— START DOCUMENT EXCERPT —

Results from continuing operations in 1992 reflected pretax charges of $22.4
million, of which $5.8 million was charged to cost of goods sold and $3.0
million to selling and administrative expenses with the remaining $13.6
million charged to other expense. These charges related to the closing of
three plants and a warehouse, inventory liquidation, and the closing of the
corporation's tannery. These charges, net of the related tax benefits,
resulted in a reduction of $14.8 million, or $.87 per share, in earnings from
continuing operations for fiscal 1992.


NOTE 4: RETIREMENT AND OTHER BENEFIT PLANS
- ------------------------------------------

The corporation and its subsidiaries have several non-contributory pension
plans covering substantially all U. S. employees. Plans covering salaried and
management employees provide pension benefits that are based on the employee's
highest consecutive five years of compensation during the ten years before
retirement. Plans covering hourly employees and union members generally
provide benefits of stated amounts for each year of service. The corporation's
funding policy for all plans is to make the minimum annual contributions
required by applicable regulations. The corporation also participates in
several multiemployer plans, which provide defined benefits to certain of the
corporation's union employees.

— END DOCUMENT EXCERPT —

EXERCISE 1: Pull out every line of the records that contains the word "yoga". Case counts.

— START DATASET ROWS —

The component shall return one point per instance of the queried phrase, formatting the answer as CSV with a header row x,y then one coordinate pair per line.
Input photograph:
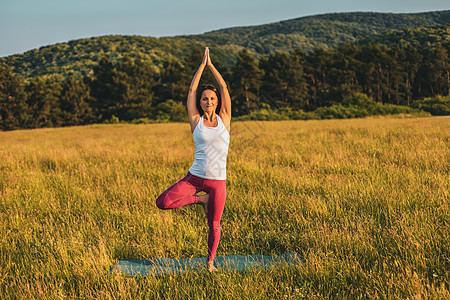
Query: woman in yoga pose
x,y
209,113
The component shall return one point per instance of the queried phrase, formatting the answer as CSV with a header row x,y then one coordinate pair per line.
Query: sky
x,y
29,24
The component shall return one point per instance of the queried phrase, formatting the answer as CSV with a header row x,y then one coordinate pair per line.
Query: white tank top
x,y
211,150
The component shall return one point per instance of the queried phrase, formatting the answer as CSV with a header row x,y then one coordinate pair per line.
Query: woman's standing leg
x,y
216,204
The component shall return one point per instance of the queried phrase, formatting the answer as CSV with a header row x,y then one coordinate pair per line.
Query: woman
x,y
209,115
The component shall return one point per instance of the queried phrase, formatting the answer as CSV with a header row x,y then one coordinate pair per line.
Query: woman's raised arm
x,y
225,111
193,113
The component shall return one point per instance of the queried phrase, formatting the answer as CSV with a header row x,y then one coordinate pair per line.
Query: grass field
x,y
365,203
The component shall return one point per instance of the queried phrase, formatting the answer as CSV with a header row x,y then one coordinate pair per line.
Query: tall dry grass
x,y
364,202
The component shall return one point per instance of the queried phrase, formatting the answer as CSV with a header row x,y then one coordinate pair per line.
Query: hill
x,y
77,57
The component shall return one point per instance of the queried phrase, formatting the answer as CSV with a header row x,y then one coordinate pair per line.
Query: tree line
x,y
135,89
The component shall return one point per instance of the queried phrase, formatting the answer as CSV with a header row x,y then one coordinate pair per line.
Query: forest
x,y
401,71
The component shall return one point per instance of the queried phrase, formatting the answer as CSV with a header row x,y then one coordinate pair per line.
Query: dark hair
x,y
200,91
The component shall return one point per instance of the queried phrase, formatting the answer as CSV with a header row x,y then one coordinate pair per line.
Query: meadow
x,y
364,202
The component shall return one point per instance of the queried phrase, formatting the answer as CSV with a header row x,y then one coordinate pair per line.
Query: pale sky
x,y
29,24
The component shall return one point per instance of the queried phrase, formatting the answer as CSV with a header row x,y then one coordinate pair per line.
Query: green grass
x,y
365,202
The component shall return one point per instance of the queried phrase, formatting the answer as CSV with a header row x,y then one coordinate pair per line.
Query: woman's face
x,y
208,101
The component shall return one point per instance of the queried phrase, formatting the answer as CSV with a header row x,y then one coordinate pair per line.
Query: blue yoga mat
x,y
161,266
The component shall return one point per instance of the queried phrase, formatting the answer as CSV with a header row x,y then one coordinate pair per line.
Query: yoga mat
x,y
161,266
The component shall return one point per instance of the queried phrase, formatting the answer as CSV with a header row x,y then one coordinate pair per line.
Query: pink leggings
x,y
183,193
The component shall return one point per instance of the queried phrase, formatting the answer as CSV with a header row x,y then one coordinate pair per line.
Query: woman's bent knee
x,y
160,203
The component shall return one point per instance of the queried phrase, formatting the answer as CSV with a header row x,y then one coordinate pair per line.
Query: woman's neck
x,y
210,116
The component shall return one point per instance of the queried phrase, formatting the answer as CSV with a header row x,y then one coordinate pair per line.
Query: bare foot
x,y
211,267
203,201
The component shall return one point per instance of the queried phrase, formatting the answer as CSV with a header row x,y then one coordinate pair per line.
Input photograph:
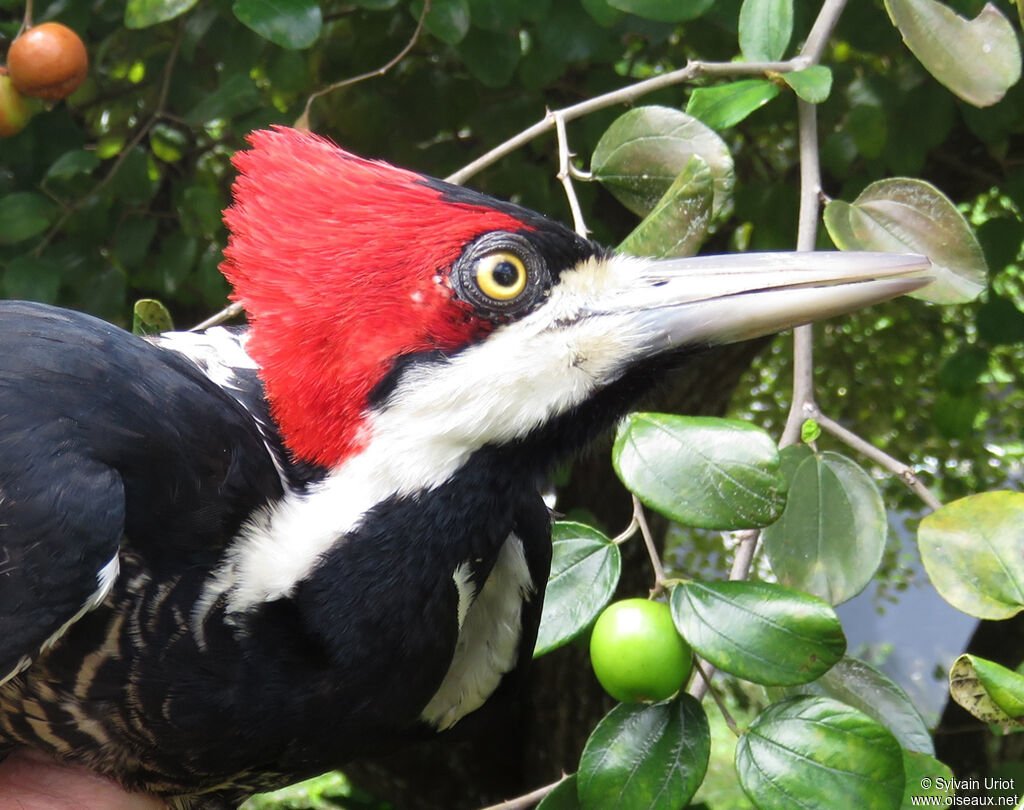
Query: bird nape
x,y
240,558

— END DATASET ROWS —

EXERCISE 2: Extract everything in the report excerpt from "The corporation and" down to "corporation's union employees.", word for word.

RESPONSE 1:
Query: woman in yoga pose
Query: blue yoga mat
Query: yoga mat

RESPONSE 2:
The corporation and its subsidiaries have several non-contributory pension
plans covering substantially all U. S. employees. Plans covering salaried and
management employees provide pension benefits that are based on the employee's
highest consecutive five years of compensation during the ten years before
retirement. Plans covering hourly employees and union members generally
provide benefits of stated amounts for each year of service. The corporation's
funding policy for all plans is to make the minimum annual contributions
required by applicable regulations. The corporation also participates in
several multiemployer plans, which provide defined benefits to certain of the
corporation's union employees.